Once you have read the records below, print them again exactly as they stand.

—————

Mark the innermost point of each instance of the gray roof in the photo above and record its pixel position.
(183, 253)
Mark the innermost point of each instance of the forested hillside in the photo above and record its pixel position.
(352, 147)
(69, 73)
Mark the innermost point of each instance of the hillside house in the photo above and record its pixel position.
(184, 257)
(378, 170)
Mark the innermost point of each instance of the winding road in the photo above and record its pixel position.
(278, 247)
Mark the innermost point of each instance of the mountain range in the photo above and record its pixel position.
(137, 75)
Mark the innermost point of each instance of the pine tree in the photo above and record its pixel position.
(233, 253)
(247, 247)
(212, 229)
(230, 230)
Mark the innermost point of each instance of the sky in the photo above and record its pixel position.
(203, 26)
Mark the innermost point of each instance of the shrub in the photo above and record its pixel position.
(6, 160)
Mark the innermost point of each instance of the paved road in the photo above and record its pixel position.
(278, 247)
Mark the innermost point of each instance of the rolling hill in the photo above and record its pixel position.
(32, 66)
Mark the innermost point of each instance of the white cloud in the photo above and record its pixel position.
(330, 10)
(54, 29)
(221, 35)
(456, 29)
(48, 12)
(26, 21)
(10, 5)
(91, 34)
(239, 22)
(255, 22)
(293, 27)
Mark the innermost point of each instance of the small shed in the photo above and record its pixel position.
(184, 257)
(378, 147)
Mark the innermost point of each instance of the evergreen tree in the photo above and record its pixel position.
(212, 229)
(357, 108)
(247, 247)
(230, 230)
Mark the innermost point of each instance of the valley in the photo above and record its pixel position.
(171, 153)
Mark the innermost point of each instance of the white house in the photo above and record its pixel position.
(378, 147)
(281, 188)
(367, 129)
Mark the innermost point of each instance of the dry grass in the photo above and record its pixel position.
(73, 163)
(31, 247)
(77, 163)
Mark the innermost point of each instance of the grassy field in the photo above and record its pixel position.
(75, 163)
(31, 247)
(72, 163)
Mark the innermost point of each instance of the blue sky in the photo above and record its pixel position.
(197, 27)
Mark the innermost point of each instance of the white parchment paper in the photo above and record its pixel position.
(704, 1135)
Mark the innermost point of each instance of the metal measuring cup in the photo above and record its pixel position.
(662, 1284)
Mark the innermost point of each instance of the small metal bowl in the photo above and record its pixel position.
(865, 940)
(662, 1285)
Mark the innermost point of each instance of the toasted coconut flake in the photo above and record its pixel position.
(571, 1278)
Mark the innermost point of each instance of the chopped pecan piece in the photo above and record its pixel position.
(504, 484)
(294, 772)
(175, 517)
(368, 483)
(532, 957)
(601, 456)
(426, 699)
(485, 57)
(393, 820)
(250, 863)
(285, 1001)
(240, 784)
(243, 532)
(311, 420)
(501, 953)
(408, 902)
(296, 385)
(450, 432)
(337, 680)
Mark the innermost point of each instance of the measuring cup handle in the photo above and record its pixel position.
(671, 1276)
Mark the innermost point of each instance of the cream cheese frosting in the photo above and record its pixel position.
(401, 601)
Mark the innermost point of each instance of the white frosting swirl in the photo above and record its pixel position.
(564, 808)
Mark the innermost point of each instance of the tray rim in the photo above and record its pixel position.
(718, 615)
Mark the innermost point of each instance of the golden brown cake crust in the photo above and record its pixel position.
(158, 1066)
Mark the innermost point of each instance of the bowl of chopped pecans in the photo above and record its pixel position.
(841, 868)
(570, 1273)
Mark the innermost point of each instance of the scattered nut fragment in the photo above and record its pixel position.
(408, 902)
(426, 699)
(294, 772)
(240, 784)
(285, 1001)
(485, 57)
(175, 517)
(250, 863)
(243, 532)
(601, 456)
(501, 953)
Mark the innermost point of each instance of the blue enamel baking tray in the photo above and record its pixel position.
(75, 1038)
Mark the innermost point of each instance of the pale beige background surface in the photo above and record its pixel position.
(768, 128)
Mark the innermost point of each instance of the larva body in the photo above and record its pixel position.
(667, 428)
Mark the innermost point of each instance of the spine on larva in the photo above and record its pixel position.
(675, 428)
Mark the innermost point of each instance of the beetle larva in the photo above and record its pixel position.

—————

◆ **Solution to the problem**
Mark the innermost point of each instance of the gray roof in the photo above and record its pixel position.
(183, 253)
Mark the innermost point of each instance of the forested hillside in the photo above and record its pixel position.
(352, 147)
(69, 73)
Mark the innermost point of each instance of the hillside house in the photo above and record its pixel position.
(184, 257)
(378, 170)
Mark the innermost point of each instance of the winding road in the photo above and record its pixel position.
(278, 247)
Mark the innermost point of each instance of the mountain range in the photo above and record its pixel position.
(137, 75)
Mark the innermost point of each instance of the pine tree in the photo above and record its pixel position.
(233, 253)
(247, 247)
(212, 229)
(230, 230)
Mark the innermost point of each instance of the sky in the photo above and record its pixel position.
(203, 26)
Mark the innermost point of each instance of the shrub in the photo above and record its pixel position.
(6, 160)
Mark the innermost point of each instance of the paved road in the photo above and record its pixel position.
(278, 247)
Mark the innermost point of each instance of the rolling hill in the photo above and record its pixel position.
(32, 66)
Mark the innermost point of each instance of the white cloud in the photo above and record its pixel position.
(330, 10)
(54, 29)
(221, 35)
(456, 29)
(48, 12)
(26, 21)
(10, 5)
(91, 34)
(239, 22)
(255, 22)
(293, 27)
Mark the innermost point of each instance of the small shed in the photo above and record its pixel position.
(184, 257)
(378, 147)
Mark the innermost point of each instance of the evergreen tree in the photo above and record its pixel position.
(212, 229)
(357, 108)
(247, 247)
(230, 230)
Mark the innermost point of each instance of the valley in the photo above and record its pixel position.
(171, 153)
Mark the innermost point of each instance of the white house in the photo above and record its pixel position.
(378, 147)
(281, 188)
(367, 129)
Mark the innermost point of each instance of the dry grass in the photo above and record its pixel position.
(73, 163)
(31, 247)
(77, 163)
Mark the innermost point of each instance of the grassy field in the photo above and record its pixel position.
(75, 163)
(31, 247)
(72, 163)
Mark the innermost point of each instance of the blue sky in the photo above and record its pixel position.
(197, 27)
Mark the innermost point of each instance of the white parchment paper in the photo above and record its pixel position.
(704, 1135)
Mark the innermost point of each instance of the metal measuring cup in the photo above and record its pixel position.
(662, 1284)
Mark the innermost point of each instance of the small metal bowl in the photo above and record its pixel position.
(865, 940)
(662, 1285)
Mark the innermost point of each instance of the toasted coconut flake in the photo above and record its pixel position.
(571, 1278)
Mark the innermost point of each instance of the chopped pecan piece in the photo above and record its pixel position.
(504, 484)
(294, 772)
(175, 517)
(368, 483)
(532, 957)
(601, 456)
(426, 699)
(485, 57)
(393, 820)
(250, 863)
(285, 1001)
(240, 784)
(243, 532)
(311, 420)
(501, 953)
(408, 902)
(296, 385)
(450, 432)
(337, 680)
Mark the innermost point of each instance of the measuring cup handle in the photo above and record its pixel position.
(671, 1276)
Mark the innermost point of each instance of the cream cheese frosting in the photo above and record its pixel position.
(401, 601)
Mark the innermost point of each instance of the white frosting swirl in the photo above and record its pixel position.
(564, 808)
Mark the innermost point of each instance of the tray rim in the photo above and record its pixel position.
(718, 615)
Mark the innermost point of each instance of the golden brown cake crust in the photo above and record its pixel position.
(158, 1066)
Mark the innermost point of each instance of the bowl of chopped pecans in the photo above and record its pixel position.
(841, 868)
(570, 1273)
Mark the innermost point of each instance of the scattered nut fragment in the photo above and record its pixel position.
(408, 902)
(426, 699)
(294, 772)
(240, 784)
(285, 1001)
(485, 57)
(175, 517)
(250, 863)
(243, 532)
(601, 456)
(501, 953)
Mark the innermost point of each instance of the blue enamel baking tray in the photo above and record its pixel position.
(75, 1038)
Mark the innermost point of each instance of the pale beige background surface in the photo above and record its pixel position.
(768, 128)
Mark the innermost point of each instance of the larva body in the photo above and record its pixel position.
(667, 428)
Mark the innermost point of each instance of the spine on larva in the photo above and record its pixel position.
(675, 428)
Mark the innermost point of each instance of the beetle larva in the photo above and record its pixel position.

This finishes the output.